Видимо, резонно будет усмотреть в этих Соединенных штатах Великоавстрии (СШВА) «остатки» США и Соеди­ненного Королевства Великобритании и Северной Ирлан­дии (в котором в один прекрасный день должна будет прийти к власти Лейбористская партия), а также пред­знаменование Союза Советских Социалистических Рес­публик, протяженность которого странным образом на­вевает воспоминания о царской империи. Дело в том, что разуму, их вообразившему, эти СШВА казались непре­менным наследником конкретного династического вла­дения (Великой Австрии) — с теми же самыми, но уже натурализованными составными частями, которые сло­жились в результате многовековых «мелких приобрете­ний» Габсбургской династии.

Такие «имперские» продукты воображения были в ка­кой-то степени неудачей социализма, родившегося в сто­лице одной из великих династических империй Европы60. Как мы уже отмечали, новые воображаемые сообщества (включая мертворожденные, но все еще воображаемые СШВА), рождаемые в воображении лексикографией и пе­чатным капитализмом, всегда так или иначе считали себя древними. В эпоху, когда еще сама «история» восприни-


малась многими в терминах «великих событий» и «вели­ких вождей» как своего рода жемчужин, нанизанных на нить повествования, было явно соблазнительно вычиты­вать прошлое сообщества в древних династиях. Отсюда и СШВА, в которых тонкая перегородка, отделяющая им­перию от нации, а корону от пролетариата, почти про­зрачна. И тут Бауэр ничем не выделялся среди других. Вильгельм Завоеватель и Георг I, оба даже не говорив­шие по-английски, продолжают непроблематично казать­ся бусинками, вплетенными в ожерелье «короли Англии». А «святой» Иштван (правивший в 1001—1038 гг.) мог давать своему наследнику следующие наставления:

«Польза от иностранцев и гостей столь велика, что им можно отдать в окружении короля шестое по значимости место... Ибо гости, прибывая из разных регионов и областей, привозят с собою разные языки и обычаи, разные знания и виды оружия. Все это служит украшением королевского дво­ра, повышает его великолепие и умеряет высокомерие ино­странных держав. Ибо страна, единая в языке и обычаях, не­прочна и слаба...»61

Такие слова, по крайней мере, нисколько не помешали обожествить его впоследствии как «Первого Короля Вен­грии».

# # # # # # #

УСЛОВИЕ ЗАДАНИЯ 1: Проверьте, согласуются ли с отрывком три утверждения. (а) В отрывке СШВА расшифрованы как Соединенные штаты Великоавстрии. (б) Иштван правил с 1010 по 1038 год. (в) По словам Иштвана, иностранцам можно отдать в окружении короля пятое по значимости место. Для каждого утверждения ответьте «да» или «нет» и дословно приведите решающие слова отрывка.
Отрывок и записи никак не связаны между собой.

# # # # # # #

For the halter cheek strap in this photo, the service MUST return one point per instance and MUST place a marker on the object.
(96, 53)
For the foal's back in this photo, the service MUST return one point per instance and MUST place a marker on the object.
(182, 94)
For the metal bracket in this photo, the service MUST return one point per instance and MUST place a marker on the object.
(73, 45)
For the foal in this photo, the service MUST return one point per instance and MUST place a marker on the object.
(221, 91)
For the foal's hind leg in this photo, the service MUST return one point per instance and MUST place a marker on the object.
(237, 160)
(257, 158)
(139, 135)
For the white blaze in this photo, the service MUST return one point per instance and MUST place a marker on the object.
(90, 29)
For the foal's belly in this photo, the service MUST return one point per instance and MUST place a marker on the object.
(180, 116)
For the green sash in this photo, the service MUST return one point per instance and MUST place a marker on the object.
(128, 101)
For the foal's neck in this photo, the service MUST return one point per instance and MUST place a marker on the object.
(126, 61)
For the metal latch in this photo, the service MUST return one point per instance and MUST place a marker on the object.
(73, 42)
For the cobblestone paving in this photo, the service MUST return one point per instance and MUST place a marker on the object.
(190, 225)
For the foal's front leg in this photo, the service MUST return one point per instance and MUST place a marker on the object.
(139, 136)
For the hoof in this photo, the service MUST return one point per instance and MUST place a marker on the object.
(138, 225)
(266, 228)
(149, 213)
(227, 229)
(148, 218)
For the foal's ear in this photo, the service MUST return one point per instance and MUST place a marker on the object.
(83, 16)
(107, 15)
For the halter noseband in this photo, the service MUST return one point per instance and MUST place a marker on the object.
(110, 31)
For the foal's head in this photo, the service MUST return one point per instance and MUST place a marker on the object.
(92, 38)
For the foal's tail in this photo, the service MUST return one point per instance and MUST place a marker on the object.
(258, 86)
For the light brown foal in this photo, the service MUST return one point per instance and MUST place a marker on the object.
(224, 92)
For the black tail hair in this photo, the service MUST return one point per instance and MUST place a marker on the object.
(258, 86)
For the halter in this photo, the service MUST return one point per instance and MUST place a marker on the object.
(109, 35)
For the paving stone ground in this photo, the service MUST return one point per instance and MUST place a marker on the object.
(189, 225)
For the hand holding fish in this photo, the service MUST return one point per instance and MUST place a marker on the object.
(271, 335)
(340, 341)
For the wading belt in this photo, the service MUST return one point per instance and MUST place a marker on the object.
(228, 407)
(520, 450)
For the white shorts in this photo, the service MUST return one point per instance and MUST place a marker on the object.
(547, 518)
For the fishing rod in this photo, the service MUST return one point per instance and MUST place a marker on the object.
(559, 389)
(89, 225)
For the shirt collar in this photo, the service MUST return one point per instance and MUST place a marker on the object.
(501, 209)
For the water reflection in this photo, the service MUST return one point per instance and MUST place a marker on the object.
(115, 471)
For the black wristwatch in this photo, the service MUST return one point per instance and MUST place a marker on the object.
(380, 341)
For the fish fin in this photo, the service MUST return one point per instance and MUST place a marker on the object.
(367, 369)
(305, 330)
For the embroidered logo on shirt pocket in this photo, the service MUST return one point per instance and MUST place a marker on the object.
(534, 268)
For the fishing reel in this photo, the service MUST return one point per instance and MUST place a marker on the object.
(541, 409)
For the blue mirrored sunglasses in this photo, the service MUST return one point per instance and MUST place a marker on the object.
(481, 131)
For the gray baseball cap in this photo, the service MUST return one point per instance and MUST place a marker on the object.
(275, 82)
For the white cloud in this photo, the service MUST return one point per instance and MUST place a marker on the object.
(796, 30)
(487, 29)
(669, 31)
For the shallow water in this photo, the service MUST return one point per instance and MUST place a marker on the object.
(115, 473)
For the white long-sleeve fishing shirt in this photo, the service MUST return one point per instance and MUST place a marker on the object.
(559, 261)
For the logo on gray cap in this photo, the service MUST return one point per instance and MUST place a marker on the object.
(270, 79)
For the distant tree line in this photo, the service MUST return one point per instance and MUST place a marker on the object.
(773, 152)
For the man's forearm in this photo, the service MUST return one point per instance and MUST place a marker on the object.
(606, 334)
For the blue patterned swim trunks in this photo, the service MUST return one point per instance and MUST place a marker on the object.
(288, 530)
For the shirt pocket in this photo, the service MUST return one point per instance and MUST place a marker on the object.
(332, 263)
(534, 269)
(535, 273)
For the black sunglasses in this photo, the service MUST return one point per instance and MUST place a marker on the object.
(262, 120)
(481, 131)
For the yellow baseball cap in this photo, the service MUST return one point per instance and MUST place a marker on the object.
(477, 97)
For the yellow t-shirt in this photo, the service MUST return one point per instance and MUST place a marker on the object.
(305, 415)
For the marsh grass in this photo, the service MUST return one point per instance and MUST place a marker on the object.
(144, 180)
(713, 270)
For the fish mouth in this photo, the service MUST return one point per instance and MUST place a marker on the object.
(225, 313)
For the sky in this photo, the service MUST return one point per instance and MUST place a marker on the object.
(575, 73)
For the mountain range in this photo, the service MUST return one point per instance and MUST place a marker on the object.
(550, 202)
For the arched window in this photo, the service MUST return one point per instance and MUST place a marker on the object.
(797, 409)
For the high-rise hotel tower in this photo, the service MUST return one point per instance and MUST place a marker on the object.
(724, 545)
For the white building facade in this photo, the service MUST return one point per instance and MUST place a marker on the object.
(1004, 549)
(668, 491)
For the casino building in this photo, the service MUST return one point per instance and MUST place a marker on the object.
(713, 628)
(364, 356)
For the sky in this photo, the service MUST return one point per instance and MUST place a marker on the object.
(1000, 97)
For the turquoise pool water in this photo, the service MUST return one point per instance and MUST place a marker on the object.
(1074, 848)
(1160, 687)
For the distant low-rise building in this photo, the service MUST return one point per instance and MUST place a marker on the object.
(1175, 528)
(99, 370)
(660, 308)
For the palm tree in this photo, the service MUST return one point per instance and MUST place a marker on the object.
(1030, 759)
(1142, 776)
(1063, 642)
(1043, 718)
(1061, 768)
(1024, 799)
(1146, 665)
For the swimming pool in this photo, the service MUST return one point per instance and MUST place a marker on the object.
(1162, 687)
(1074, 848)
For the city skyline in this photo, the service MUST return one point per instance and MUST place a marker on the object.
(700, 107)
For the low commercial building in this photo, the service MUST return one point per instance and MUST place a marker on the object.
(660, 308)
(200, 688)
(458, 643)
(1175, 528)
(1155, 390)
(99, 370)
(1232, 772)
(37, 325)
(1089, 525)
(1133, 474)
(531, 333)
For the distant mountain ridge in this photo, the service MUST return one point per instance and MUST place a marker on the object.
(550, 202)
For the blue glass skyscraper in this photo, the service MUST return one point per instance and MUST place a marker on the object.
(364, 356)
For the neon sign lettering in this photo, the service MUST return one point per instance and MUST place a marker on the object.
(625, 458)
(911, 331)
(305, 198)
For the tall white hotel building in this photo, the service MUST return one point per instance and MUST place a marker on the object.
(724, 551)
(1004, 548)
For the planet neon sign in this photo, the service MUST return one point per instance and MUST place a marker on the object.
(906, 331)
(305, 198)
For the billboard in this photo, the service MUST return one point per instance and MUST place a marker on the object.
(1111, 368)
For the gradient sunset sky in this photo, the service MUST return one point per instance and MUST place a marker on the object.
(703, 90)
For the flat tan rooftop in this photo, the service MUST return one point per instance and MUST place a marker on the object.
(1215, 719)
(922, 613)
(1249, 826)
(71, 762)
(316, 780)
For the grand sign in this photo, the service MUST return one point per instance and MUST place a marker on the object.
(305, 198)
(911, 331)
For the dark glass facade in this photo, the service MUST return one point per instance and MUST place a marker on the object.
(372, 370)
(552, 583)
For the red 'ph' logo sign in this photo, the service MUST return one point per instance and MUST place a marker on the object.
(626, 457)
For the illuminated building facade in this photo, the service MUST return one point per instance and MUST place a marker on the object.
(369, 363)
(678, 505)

# # # # # # #

УСЛОВИЕ ЗАДАНИЯ 2: Оформите как таблицу Markdown строки записей, начиная со строки, содержащей «For the low», и до конца записей включительно. В колонку «№» поставьте порядковый номер, в колонку «Строка» поставьте саму строку, а пустые строки пропустите.

РЕШЕНИЕ ЗАДАНИЯ 1:
(а) Да: «в этих Соединенных штатах Великоавстрии (СШВА)».
(б) Нет: «(правивший в 1001—1038 гг.)».
(в) Нет: «им можно отдать в окружении короля шестое по значимости место».

РЕШЕНИЕ ЗАДАНИЯ 2:
| № | Строка |
|---|---|
| 1 | For the low commercial building in this photo, the service MUST return one point per instance and MUST place a marker on the object. |
| 2 | (660, 308) |
| 3 | (200, 688) |
| 4 | (458, 643) |
| 5 | (1175, 528) |
| 6 | (1155, 390) |
| 7 | (99, 370) |
| 8 | (1232, 772) |
| 9 | (37, 325) |
| 10 | (1089, 525) |
| 11 | (1133, 474) |
| 12 | (531, 333) |
| 13 | For the distant mountain ridge in this photo, the service MUST return one point per instance and MUST place a marker on the object. |
| 14 | (550, 202) |
| 15 | For the blue glass skyscraper in this photo, the service MUST return one point per instance and MUST place a marker on the object. |
| 16 | (364, 356) |
| 17 | For the neon sign lettering in this photo, the service MUST return one point per instance and MUST place a marker on the object. |
| 18 | (625, 458) |
| 19 | (911, 331) |
| 20 | (305, 198) |
| 21 | For the tall white hotel building in this photo, the service MUST return one point per instance and MUST place a marker on the object. |
| 22 | (724, 551) |
| 23 | (1004, 548) |
| 24 | For the planet neon sign in this photo, the service MUST return one point per instance and MUST place a marker on the object. |
| 25 | (906, 331) |
| 26 | (305, 198) |
| 27 | For the billboard in this photo, the service MUST return one point per instance and MUST place a marker on the object. |
| 28 | (1111, 368) |
| 29 | For the gradient sunset sky in this photo, the service MUST return one point per instance and MUST place a marker on the object. |
| 30 | (703, 90) |
| 31 | For the flat tan rooftop in this photo, the service MUST return one point per instance and MUST place a marker on the object. |
| 32 | (1215, 719) |
| 33 | (922, 613) |
| 34 | (1249, 826) |
| 35 | (71, 762) |
| 36 | (316, 780) |
| 37 | For the grand sign in this photo, the service MUST return one point per instance and MUST place a marker on the object. |
| 38 | (305, 198) |
| 39 | (911, 331) |
| 40 | For the dark glass facade in this photo, the service MUST return one point per instance and MUST place a marker on the object. |
| 41 | (372, 370) |
| 42 | (552, 583) |
| 43 | For the red 'ph' logo sign in this photo, the service MUST return one point per instance and MUST place a marker on the object. |
| 44 | (626, 457) |
| 45 | For the illuminated building facade in this photo, the service MUST return one point per instance and MUST place a marker on the object. |
| 46 | (369, 363) |
| 47 | (678, 505) |